• Selected text:
# Surviving heartwrenching breakups



## volcanosaremyonlyfriends (Aug 19, 2010)

I was engaged to this girl and we were going on two years. We lived together and everything was good. We would fight occasionally but not really all that much. A few weeks ago she stopped spending any time with me and eventually we had a talk where she talked about her urges for this other boy one she was hanging out with. I broke up with her because I didnt see her. After a day I tried getting her back to which she said no. I tried then to strike up a friendship the few days that I tried I waited up with out her showing. I find out that after only a few days shes with that boy and they have already had sex in less than a week of us being over. This boy I had confronted her about her feelings she promised me she would never be with him because he did way to many drugs and she wanted a good environment for kids...she also told me she would wait at least a month before seeing other dudes. Now she keeps telling me she loves me despite all of this saying shes not in love with him despite them being together. I cant take this a week ago we were holding each other and fine now shes with some no future juggalo kid. Any advice for getting over this I lived with the girl so im getting my stuff back. I just cant deal with the difference this early on and I cant understand how shes with this boy. Any advice?


----------



## chip (Aug 19, 2010)

Just remember: if she's with a juggalo, she probably wasn't the one for you. Eww.


----------



## anyways (Aug 19, 2010)

chip said:


> Just remember: if she's with a juggalo, she probably wasn't the one for you. Eww.


 
There ya go.

All I can say for you, dude... is if she's gonna fuck you around like that she isn't worth the time and heartache. It's hard when you're with someone for that long and you think things are good and then suddenly things are fucked...but this isn't the end of your love life. Just this relationship...which sounds like maybe it was for the best things ended? 

Either way, love yourself and stay strong. This too shall pass.


----------



## volcanosaremyonlyfriends (Aug 19, 2010)

I guess for the most part im focusing on what she did and trying to accept it as happened. Now that ive got to the point shes fucked the kid I really cant say I would ever be with the girl again. It still sucks though.


----------



## Avon Drunquist (Aug 19, 2010)

Break a two-by-four on both of them and instigate a STEEL CAGE MATCH!!!!!


----------



## Monkeywrench (Aug 19, 2010)

• Provided records:
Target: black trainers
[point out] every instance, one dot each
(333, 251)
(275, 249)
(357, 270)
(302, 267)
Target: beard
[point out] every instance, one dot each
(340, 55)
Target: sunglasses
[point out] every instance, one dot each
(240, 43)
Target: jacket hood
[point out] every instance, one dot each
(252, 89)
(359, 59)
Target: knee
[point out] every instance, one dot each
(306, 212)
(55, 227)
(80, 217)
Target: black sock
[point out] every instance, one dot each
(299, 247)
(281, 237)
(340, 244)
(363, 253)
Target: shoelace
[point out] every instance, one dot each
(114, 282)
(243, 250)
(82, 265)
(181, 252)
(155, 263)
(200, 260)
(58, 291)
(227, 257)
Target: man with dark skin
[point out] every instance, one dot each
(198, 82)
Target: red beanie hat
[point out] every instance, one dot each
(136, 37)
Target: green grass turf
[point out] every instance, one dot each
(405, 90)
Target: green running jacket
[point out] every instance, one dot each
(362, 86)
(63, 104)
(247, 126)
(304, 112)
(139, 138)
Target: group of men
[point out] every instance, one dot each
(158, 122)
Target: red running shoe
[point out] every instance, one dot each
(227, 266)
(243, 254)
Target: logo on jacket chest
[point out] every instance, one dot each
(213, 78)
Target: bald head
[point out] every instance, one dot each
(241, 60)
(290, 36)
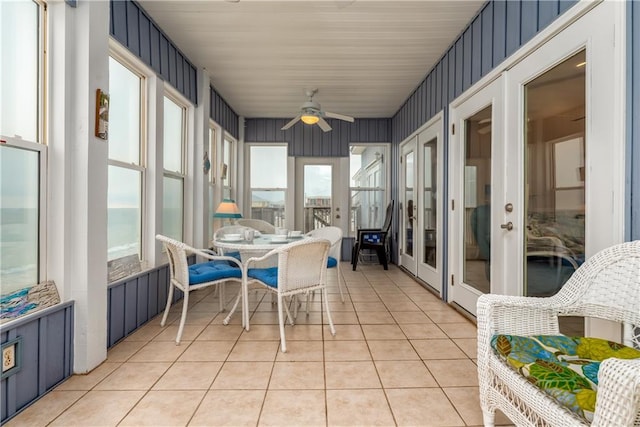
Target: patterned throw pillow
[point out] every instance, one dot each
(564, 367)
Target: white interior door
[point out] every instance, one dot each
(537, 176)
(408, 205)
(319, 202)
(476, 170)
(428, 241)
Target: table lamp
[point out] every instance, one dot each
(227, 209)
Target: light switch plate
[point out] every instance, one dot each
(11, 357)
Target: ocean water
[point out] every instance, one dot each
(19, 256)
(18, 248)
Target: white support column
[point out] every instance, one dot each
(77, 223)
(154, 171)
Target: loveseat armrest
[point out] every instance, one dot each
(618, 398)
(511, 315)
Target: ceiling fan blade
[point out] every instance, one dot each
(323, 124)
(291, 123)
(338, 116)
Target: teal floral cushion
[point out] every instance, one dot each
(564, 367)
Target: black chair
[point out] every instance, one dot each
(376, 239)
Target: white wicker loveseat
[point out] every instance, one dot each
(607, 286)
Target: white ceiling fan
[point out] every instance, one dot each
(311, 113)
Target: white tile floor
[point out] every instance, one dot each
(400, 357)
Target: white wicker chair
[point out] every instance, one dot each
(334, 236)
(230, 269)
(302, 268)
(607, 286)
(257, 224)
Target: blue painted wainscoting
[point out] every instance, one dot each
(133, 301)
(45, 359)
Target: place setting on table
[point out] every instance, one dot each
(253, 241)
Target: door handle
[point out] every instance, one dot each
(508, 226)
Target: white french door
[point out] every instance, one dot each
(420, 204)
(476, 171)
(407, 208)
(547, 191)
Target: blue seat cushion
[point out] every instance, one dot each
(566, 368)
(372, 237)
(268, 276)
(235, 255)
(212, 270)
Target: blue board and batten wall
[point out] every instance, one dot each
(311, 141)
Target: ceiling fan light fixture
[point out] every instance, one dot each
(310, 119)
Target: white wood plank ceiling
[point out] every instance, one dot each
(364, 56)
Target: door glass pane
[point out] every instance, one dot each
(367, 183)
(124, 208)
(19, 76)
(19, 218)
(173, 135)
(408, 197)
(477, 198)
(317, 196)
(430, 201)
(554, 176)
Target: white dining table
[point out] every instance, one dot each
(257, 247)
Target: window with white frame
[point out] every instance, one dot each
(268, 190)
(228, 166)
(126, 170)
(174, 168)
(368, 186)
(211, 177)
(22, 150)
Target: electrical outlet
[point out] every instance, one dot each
* * *
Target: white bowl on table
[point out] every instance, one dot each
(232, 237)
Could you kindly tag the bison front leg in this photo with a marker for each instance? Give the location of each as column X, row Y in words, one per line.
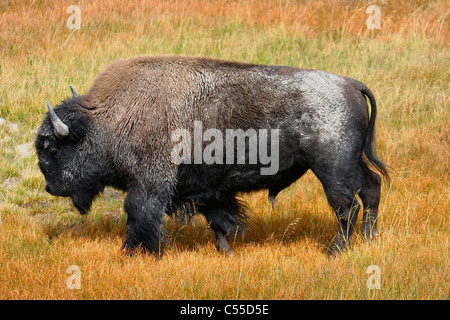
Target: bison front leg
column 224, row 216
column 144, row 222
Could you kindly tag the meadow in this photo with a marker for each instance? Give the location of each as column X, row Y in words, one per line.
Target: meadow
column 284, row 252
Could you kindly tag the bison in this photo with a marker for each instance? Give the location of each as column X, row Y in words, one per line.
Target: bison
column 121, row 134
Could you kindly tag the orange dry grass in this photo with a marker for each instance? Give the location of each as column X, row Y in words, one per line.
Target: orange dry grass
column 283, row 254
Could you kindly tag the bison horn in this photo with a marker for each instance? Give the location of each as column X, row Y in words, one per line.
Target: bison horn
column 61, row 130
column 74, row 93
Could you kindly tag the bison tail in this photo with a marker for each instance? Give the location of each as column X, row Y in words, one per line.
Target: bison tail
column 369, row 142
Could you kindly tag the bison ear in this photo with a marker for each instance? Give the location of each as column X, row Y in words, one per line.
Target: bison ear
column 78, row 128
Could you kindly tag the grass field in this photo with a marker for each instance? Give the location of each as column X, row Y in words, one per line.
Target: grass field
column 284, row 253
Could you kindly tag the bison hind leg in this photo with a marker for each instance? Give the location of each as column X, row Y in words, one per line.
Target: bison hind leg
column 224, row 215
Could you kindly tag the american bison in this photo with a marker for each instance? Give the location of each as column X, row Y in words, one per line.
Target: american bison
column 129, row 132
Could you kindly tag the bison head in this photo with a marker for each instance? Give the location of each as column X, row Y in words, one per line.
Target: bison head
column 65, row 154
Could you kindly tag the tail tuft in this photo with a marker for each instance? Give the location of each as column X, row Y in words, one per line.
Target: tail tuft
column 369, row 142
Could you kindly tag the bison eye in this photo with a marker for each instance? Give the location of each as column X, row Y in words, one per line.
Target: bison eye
...
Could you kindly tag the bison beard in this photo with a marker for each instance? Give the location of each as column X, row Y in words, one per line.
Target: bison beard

• Exercise directions: Rewrite the part of the breakup thread starting with "All I can say" and going on through "still sucks though.", swapping "heartache" for "grief".

• Task response:
All I can say for you, dude... is if she's gonna fuck you around like that she isn't worth the time and grief. It's hard when you're with someone for that long and you think things are good and then suddenly things are fucked...but this isn't the end of your love life. Just this relationship...which sounds like maybe it was for the best things ended? 

Either way, love yourself and stay strong. This too shall pass.


----------



## volcanosaremyonlyfriends (Aug 19, 2010)

I guess for the most part im focusing on what she did and trying to accept it as happened. Now that ive got to the point shes fucked the kid I really cant say I would ever be with the girl again. It still sucks though.